▶ _Provided text_
== Segment start ==

Being A Good Doctor
From the first day of medical school orientation, we are taught that medicine is holistic and humanistic and should always be infused with genuine care for patients in addition to routine medical knowledge. Perhaps predictably, this emphasis degrades as we progress through our training. The volume of information that we are expected to learn in both the basic and clinical sciences is overwhelming. We are overwhelmed with pathogens, physiologic mechanisms, drug names, and diagnostic weapons. In the interest of efficiency and self-preservation, we begin to speak more and more cryptically about the diseases we are studying and the patients with these diseases. When we hear of a family member or friend diagnosed with a medical condition, our brains whir paging through all that we have learned about each disease.
But what have we learned about each illness? How do you combine the heart sickness and sadness of humanism with the mental acrobatics of medical science, when both are required to be a good doctor, but only one is reinforced in our training? Can empathy be taught or preserved? Does being a good doctor mean that detachment is a prerequisite and the emotional side of care is not acceptable. Certainly you can’t function if you are too enmeshed with the experience of a patient. I don’t try to run from a patient’s pain or to deny it, but often times my heart beats faster and my throat tightens slightly. It is impossible for me to have an empathetic response without having a sympathetic response.
During medical training, being a patient is more a liability than an asset. However, we need to be taught to trust our patients, trust that they are as valuable as our medical education, because although they have not seen a hundred pregnancy losses, they have experienced one. And one is quite enough to offer some real insight.
We commonly say “I can only imagine.” Maybe the “only” is not so important if the imagining is truly taken seriously. “Empathetic imagination” allows me to connect with, learn from, and further my understanding of the patient’s experience. Of course, there is always some distance between the doctor and the patient, because we cannot experience their situation directly. However, the gap needs to be narrowed with imagination and empathy, not widened with learned medical detachment.
The capacity to engage humbly with patients’ pain cannot be sacrificed in the name of practicing excellent medical science.

== Segment end ==

▶ _Entries shown_

== Segment start ==

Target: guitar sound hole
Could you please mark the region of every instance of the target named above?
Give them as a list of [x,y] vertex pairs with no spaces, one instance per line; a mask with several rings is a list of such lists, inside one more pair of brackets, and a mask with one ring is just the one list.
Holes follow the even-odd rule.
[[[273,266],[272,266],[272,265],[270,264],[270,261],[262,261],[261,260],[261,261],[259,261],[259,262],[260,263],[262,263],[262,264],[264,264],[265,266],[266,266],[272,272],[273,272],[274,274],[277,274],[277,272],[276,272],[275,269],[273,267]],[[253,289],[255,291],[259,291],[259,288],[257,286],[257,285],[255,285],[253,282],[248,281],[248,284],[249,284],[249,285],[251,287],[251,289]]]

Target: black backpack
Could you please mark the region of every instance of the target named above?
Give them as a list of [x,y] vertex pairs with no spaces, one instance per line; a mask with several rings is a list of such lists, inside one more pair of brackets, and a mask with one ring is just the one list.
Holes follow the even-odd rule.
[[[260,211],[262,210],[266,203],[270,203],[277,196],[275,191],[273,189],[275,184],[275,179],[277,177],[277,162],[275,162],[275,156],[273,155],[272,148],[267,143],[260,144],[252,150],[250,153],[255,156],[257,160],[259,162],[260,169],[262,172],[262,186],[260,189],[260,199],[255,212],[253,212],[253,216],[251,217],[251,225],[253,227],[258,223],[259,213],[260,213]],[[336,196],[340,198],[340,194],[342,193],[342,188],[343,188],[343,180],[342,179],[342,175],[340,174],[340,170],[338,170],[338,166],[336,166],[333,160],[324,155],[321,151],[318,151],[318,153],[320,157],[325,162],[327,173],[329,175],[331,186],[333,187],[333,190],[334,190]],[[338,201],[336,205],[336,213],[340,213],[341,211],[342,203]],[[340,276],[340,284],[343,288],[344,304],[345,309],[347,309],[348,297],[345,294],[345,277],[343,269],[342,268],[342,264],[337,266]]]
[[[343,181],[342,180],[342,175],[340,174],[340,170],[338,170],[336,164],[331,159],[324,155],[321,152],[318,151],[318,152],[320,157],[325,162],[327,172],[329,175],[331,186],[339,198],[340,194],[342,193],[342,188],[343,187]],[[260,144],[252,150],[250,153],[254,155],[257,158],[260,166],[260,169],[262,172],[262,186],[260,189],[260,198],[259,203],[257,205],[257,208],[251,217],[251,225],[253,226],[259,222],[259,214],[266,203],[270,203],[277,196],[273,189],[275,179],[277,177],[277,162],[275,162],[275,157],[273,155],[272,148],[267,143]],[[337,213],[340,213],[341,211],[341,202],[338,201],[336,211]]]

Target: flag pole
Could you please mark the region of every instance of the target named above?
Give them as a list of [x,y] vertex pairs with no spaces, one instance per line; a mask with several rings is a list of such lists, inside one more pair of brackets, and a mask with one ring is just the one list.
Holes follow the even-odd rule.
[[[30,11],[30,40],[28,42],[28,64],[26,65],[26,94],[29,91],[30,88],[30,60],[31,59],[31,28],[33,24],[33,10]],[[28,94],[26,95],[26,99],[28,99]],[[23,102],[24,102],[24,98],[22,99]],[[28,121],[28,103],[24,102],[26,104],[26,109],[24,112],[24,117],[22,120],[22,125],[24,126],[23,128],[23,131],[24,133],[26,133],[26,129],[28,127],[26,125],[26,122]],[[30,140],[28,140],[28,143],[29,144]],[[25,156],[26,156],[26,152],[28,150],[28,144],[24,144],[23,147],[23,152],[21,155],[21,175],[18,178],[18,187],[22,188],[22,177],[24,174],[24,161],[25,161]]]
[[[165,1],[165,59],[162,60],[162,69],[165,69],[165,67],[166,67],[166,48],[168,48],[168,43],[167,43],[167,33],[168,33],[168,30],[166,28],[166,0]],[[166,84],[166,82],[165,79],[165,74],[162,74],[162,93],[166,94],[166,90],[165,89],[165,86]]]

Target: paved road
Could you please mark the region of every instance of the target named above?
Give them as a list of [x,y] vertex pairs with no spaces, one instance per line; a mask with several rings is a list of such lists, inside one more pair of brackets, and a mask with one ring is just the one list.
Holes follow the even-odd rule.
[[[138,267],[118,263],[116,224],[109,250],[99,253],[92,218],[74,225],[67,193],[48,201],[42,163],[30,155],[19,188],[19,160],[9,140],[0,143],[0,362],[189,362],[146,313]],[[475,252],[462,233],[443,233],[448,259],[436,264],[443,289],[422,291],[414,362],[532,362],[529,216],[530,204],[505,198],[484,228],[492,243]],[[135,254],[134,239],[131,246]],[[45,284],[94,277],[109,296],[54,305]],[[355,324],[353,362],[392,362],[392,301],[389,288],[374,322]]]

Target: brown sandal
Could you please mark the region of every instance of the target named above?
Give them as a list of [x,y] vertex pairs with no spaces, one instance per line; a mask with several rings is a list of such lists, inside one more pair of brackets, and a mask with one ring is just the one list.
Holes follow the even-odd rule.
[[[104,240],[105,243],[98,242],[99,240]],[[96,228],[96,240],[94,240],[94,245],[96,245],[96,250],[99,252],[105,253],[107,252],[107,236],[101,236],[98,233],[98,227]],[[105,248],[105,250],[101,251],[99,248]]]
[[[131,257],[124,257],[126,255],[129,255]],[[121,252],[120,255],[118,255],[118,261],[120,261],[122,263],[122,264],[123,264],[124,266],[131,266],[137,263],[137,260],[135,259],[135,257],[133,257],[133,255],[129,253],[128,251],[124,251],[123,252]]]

== Segment end ==

▶ _To do_
a) Answer these questions using the essay on being a good doctor:
(i) Which four things does it say students are overwhelmed with?
(ii) What two bodily reactions does the writer report in response to a patient's pain?
(iii) What term does the writer use for what allows a connection with the patient's experience?
b) For each statement, say whether it agrees with the essay on being a good doctor, and quote the words that decide it:
(i) The emphasis on caring for patients grows stronger as training goes on.
(ii) The writer can respond empathetically without also responding sympathetically.
(iii) Some distance always remains between the doctor and the patient.

▶ _Exercise responses_
a)
(i) Pathogens, physiologic mechanisms, drug names, and diagnostic weapons.
(ii) The writer's heart beats faster and throat tightens slightly.
(iii) "Empathetic imagination."

b)
(i) No: "Perhaps predictably, this emphasis degrades as we progress through our training."
(ii) No: "It is impossible for me to have an empathetic response without having a sympathetic response."
(iii) Yes: "Of course, there is always some distance between the doctor and the patient, because we cannot experience their situation directly."